◆ Work instructions ◆
Write out every line of the items below as a JSON list of strings, with one string per line and no blank lines.

◆ Data in this exercise ◆
_____
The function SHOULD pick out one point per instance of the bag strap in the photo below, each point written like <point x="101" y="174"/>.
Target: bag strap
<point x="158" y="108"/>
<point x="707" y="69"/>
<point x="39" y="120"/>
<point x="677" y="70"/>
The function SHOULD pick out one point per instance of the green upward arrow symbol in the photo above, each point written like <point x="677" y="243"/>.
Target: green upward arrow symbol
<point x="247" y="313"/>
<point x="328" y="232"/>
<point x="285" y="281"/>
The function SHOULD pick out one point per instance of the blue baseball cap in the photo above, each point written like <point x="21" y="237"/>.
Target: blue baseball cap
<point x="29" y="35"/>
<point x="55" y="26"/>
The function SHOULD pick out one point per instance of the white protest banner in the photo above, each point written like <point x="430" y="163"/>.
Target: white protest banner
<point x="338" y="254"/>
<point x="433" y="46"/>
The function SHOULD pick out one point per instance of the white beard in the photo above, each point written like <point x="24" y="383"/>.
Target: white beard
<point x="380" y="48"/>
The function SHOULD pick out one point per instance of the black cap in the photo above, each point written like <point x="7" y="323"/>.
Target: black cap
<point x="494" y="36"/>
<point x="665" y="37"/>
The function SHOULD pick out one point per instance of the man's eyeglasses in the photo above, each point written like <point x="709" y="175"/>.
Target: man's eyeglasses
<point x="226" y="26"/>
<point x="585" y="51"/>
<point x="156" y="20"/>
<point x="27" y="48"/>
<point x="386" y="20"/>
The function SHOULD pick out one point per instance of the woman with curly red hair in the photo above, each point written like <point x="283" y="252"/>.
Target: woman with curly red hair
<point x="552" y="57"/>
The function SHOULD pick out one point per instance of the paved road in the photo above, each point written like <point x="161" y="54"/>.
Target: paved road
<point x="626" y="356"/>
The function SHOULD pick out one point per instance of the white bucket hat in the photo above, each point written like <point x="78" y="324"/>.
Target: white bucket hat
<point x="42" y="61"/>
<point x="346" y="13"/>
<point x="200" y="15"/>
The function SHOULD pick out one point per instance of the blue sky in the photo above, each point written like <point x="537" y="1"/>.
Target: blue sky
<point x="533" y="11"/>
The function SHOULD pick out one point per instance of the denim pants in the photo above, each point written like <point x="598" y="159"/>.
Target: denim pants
_____
◆ Expected output ◆
[
  "The function SHOULD pick out one point per instance of the bag strap in the photo below, each point written like <point x=\"101\" y=\"174\"/>.",
  "Target: bag strap",
  "<point x=\"158\" y=\"108\"/>",
  "<point x=\"707\" y=\"69\"/>",
  "<point x=\"39\" y=\"120\"/>",
  "<point x=\"677\" y=\"70\"/>",
  "The function SHOULD pick out one point per instance of the green upward arrow symbol in the photo above, each point written like <point x=\"677\" y=\"243\"/>.",
  "Target: green upward arrow symbol",
  "<point x=\"247\" y=\"313\"/>",
  "<point x=\"328\" y=\"232\"/>",
  "<point x=\"285\" y=\"281\"/>",
  "The function SHOULD pick out one point per instance of the blue baseball cap in the photo above, each point written like <point x=\"21\" y=\"237\"/>.",
  "Target: blue baseball cap",
  "<point x=\"29\" y=\"35\"/>",
  "<point x=\"55\" y=\"26\"/>",
  "The function SHOULD pick out one point per instance of the white protest banner in the photo above, each point written like <point x=\"430\" y=\"163\"/>.",
  "Target: white protest banner",
  "<point x=\"338\" y=\"254\"/>",
  "<point x=\"433\" y=\"46\"/>",
  "The function SHOULD pick out one point per instance of the white beard in the photo above, each point written like <point x=\"24\" y=\"383\"/>.",
  "Target: white beard",
  "<point x=\"380\" y=\"48\"/>",
  "The function SHOULD pick out one point per instance of the black cap in the photo above, each point written like <point x=\"7\" y=\"323\"/>.",
  "Target: black cap",
  "<point x=\"494\" y=\"36\"/>",
  "<point x=\"665\" y=\"37\"/>",
  "The function SHOULD pick out one point per instance of the man's eyeglasses in the photo above, each point written like <point x=\"709\" y=\"175\"/>.",
  "Target: man's eyeglasses",
  "<point x=\"226\" y=\"26\"/>",
  "<point x=\"585\" y=\"51\"/>",
  "<point x=\"156\" y=\"20\"/>",
  "<point x=\"27\" y=\"48\"/>",
  "<point x=\"386\" y=\"20\"/>",
  "The function SHOULD pick out one point per instance of the woman with curly red hair in the photo above, each point written like <point x=\"283\" y=\"252\"/>.",
  "Target: woman with curly red hair",
  "<point x=\"552\" y=\"57\"/>",
  "The function SHOULD pick out one point per instance of the paved road in the photo above, each point written like <point x=\"161\" y=\"54\"/>.",
  "Target: paved road",
  "<point x=\"626\" y=\"356\"/>",
  "The function SHOULD pick out one point per instance of the white bucket hat in the photo above, each point written like <point x=\"78\" y=\"324\"/>.",
  "Target: white bucket hat",
  "<point x=\"42\" y=\"61\"/>",
  "<point x=\"346\" y=\"13\"/>",
  "<point x=\"200\" y=\"15\"/>",
  "The function SHOULD pick out one point per instance of the blue sky in the photo above, each point written like <point x=\"537\" y=\"1\"/>.",
  "Target: blue sky",
  "<point x=\"533\" y=\"11\"/>",
  "The function SHOULD pick out one point per instance of the denim pants in the photo above, each point written like <point x=\"598\" y=\"159\"/>.",
  "Target: denim pants"
]